Segment Open

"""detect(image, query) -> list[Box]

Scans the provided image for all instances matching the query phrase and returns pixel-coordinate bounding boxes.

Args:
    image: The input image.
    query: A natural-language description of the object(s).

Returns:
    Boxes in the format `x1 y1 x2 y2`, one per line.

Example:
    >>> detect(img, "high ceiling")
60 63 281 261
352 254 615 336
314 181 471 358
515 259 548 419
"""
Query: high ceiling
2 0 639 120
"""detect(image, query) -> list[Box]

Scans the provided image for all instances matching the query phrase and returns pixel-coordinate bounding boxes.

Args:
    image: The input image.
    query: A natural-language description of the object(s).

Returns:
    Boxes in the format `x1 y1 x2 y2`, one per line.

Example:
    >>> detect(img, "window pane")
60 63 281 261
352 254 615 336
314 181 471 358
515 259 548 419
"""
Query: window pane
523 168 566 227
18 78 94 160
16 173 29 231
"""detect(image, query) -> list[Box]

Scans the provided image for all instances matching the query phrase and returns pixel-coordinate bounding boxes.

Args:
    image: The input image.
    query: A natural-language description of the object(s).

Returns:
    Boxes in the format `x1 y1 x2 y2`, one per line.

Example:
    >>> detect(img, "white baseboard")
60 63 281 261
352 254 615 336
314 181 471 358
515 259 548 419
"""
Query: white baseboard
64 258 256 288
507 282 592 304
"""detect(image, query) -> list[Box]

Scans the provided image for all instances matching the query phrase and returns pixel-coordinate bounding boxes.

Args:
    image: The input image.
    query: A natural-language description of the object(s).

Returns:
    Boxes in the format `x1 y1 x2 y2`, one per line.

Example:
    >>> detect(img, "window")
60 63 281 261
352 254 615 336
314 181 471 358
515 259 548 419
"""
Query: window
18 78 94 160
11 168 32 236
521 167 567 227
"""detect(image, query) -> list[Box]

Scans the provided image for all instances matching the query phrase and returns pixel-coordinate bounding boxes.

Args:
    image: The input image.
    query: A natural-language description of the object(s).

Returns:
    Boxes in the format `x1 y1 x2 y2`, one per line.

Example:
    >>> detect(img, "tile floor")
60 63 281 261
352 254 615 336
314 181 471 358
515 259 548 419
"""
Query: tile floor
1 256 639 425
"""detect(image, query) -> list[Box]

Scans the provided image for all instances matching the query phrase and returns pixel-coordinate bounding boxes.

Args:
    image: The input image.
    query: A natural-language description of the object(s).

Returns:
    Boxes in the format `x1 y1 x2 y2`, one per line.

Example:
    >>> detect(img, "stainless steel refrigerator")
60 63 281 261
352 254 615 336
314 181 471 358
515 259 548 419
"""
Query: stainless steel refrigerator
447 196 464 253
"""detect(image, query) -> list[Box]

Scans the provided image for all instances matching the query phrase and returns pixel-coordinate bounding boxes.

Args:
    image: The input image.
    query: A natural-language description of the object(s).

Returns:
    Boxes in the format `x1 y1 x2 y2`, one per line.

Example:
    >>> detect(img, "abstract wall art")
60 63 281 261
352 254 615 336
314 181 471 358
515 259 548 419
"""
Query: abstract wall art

Segment Closed
Segment Open

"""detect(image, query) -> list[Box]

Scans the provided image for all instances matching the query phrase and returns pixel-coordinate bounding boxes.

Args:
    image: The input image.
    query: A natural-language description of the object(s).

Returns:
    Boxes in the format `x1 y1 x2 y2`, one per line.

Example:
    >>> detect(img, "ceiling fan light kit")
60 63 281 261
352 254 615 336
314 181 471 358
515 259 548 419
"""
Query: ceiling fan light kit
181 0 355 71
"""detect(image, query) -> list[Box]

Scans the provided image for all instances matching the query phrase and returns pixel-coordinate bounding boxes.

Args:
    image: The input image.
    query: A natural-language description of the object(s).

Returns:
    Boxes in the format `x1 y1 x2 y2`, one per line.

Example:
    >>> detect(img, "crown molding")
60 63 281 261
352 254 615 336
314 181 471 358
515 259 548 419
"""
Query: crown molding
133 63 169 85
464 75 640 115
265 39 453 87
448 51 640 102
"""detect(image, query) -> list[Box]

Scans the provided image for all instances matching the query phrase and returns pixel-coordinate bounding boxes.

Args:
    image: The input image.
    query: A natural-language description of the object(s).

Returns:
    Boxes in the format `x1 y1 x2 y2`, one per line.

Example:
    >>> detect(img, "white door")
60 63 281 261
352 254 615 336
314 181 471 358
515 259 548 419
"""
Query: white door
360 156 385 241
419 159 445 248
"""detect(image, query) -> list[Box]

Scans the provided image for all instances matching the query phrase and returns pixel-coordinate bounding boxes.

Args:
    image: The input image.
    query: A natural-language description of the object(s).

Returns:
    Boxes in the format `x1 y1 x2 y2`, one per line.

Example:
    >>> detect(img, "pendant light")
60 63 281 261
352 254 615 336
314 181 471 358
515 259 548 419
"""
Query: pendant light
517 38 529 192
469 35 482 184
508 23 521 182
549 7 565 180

Segment Closed

§ **Problem**:
Pick out each line above that includes "wall" and show it.

§ **The completed task**:
    >>> detect(img, "abstract wall art")
Query: abstract wall art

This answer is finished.